TASK DESCRIPTION — Render the items below as a Markdown table with the columns No. and Text, one numbered row per line, skipping blank lines. Leave the pictures out.
begin
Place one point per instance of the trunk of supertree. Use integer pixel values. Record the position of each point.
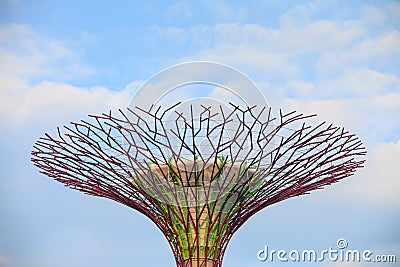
(199, 182)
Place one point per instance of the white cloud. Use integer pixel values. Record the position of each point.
(25, 53)
(48, 102)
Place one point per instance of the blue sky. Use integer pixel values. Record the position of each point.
(62, 60)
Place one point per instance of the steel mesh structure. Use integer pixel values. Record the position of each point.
(198, 177)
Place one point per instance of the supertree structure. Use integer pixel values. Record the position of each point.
(200, 173)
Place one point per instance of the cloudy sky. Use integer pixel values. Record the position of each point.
(62, 60)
end
REPLY —
| No. | Text |
|---|---|
| 1 | Place one point per instance of the trunk of supertree. Use integer pixel values. Record the position of each point. |
| 2 | (199, 182) |
| 3 | Place one point per instance of the white cloud. Use integer pixel values. Record the position of each point. |
| 4 | (25, 53) |
| 5 | (48, 102) |
| 6 | Place one point per instance of the blue sky. Use integer pixel values. Record the position of each point. |
| 7 | (62, 60) |
| 8 | Place one point per instance of the steel mesh structure. Use integer pixel values. Record the position of each point. |
| 9 | (198, 177) |
| 10 | Place one point per instance of the supertree structure. Use integer pixel values. Record the position of each point. |
| 11 | (200, 173) |
| 12 | Place one point per instance of the cloudy sky. Use integer pixel values. Record the position of each point. |
| 13 | (62, 60) |